_Exercise description_
Return the records below in full. Keep every word exact and skip the images.

Segment Start: Available data

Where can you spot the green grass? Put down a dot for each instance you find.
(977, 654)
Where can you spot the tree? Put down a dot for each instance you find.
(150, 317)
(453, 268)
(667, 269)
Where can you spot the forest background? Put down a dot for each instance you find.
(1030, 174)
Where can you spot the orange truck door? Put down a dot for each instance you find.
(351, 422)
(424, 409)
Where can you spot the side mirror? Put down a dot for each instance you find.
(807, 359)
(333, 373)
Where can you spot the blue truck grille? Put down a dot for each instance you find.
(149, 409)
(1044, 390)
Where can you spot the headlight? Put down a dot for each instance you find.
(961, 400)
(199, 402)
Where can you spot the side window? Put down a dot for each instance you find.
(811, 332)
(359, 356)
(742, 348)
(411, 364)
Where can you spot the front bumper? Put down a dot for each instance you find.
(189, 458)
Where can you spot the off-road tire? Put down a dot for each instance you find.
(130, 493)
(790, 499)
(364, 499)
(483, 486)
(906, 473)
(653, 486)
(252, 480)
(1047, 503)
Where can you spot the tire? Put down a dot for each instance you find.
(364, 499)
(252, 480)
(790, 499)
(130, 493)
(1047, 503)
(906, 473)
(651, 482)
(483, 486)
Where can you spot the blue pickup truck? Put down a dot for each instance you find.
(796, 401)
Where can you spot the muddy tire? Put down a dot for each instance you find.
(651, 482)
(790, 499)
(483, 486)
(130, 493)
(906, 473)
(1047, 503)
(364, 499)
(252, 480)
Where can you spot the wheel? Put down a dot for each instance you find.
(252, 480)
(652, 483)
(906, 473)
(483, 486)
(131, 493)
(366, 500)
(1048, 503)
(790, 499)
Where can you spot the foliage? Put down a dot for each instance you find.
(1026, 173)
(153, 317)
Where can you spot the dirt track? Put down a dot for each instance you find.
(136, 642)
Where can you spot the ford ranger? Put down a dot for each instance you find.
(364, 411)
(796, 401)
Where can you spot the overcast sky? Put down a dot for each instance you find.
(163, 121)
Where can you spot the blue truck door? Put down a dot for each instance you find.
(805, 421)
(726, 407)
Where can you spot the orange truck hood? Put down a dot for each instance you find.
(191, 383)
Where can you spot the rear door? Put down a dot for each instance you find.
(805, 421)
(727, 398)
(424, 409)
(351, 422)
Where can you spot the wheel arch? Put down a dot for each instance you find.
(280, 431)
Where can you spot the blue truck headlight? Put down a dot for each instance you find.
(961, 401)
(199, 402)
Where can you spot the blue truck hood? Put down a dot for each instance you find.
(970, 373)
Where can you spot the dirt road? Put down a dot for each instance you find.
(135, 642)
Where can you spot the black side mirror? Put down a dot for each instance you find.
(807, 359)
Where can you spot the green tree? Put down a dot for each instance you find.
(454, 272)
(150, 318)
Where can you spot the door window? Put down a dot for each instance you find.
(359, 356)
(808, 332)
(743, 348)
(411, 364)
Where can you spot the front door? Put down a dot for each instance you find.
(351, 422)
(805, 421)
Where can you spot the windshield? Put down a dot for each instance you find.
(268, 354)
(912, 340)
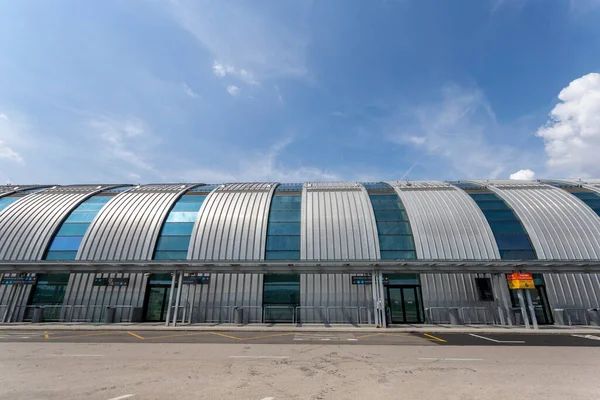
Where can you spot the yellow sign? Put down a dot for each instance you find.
(520, 280)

Segment End: Available data

_Exercise solution_
Where can you spot the green grass? Put down a dot for each instance you find.
(977, 654)
Where can you spot the tree? Put down a dot for each instance you find.
(150, 317)
(453, 268)
(667, 269)
Where can you spot the forest background? Put down a dot for each instance you find.
(1030, 174)
Where can you spot the orange truck door? Put down a dot for each instance you find.
(351, 422)
(424, 409)
Where can you spot the side mirror? Put down a dot for each instance you find.
(807, 359)
(333, 373)
Where can you spot the blue truck grille? Put down a dot for each instance you find.
(149, 409)
(1044, 390)
Where can you spot the headlight? Put down a dot for each instance you find.
(961, 400)
(199, 402)
Where can you spot the side window? Put down a dot for each instance you find.
(811, 332)
(359, 356)
(742, 348)
(411, 364)
Where can you spot the front bumper? Put down a dot for each instance you find.
(189, 458)
Where can you spot the off-road tire? Put down a dot for each instance you find.
(130, 493)
(790, 499)
(364, 499)
(483, 486)
(906, 473)
(653, 486)
(252, 480)
(1047, 503)
Where can you spot the tire? Put down a dot for each instance you find.
(364, 499)
(252, 480)
(790, 499)
(130, 493)
(1047, 503)
(906, 473)
(651, 482)
(483, 486)
Where can you spot the blue pickup truck? Put down a dot for each instance you find.
(796, 401)
Where can you spot the muddy tire? Put down a dot for each instance you find.
(651, 482)
(790, 499)
(483, 486)
(130, 493)
(906, 473)
(1047, 503)
(364, 499)
(252, 480)
Where can you spot the wheel? Put down a dot for each instance you find.
(252, 480)
(652, 483)
(906, 473)
(483, 486)
(131, 493)
(366, 500)
(1048, 503)
(790, 499)
Where can you spot the foliage? Put down a dot for each instance you find.
(1026, 173)
(153, 317)
Where can you spot the dirt track? Put down a dot for each instance you find.
(136, 642)
Where can you spot the ford ranger? Put down a dot for each instance you find.
(364, 411)
(796, 401)
Where can you spot the overcast sky? Put down a dot for each instance you find.
(163, 121)
Where can you spot the blue truck door? Put down a dot for each instance you find.
(805, 421)
(726, 407)
Where can you spot the orange truck hood? Put down a dot for each instance you find.
(191, 383)
Where can you spot the rear door? Put down a dot for each instance you find.
(805, 421)
(727, 398)
(424, 409)
(351, 422)
Where can you spot the wheel arch? Put down a dot for each instance you find.
(280, 431)
Where can you spot the blue truck headlight? Put down a dot for each instance you find.
(961, 401)
(199, 402)
Where can you spot the blue truck hood? Put down a dot for each instance you find.
(970, 373)
Where can you spot the dirt road? Put down a dot for each instance you find.
(135, 642)
Where can you spot the black side mirror? Put down a dot for each instance you find.
(807, 359)
Where can you spot the green tree? Put down a dot for each instance you find.
(454, 272)
(150, 318)
Where can you spot the door window? Put down a dot for each instance you find.
(359, 356)
(808, 332)
(743, 348)
(411, 364)
Where can you spot the front door? Put down a dot for each instance you find.
(351, 422)
(805, 421)
Where can you spot the windshield? Put down a dot for each instance you find.
(268, 354)
(912, 340)
Where can you spot the yellow sign? Put down a dot for each instance you find.
(520, 280)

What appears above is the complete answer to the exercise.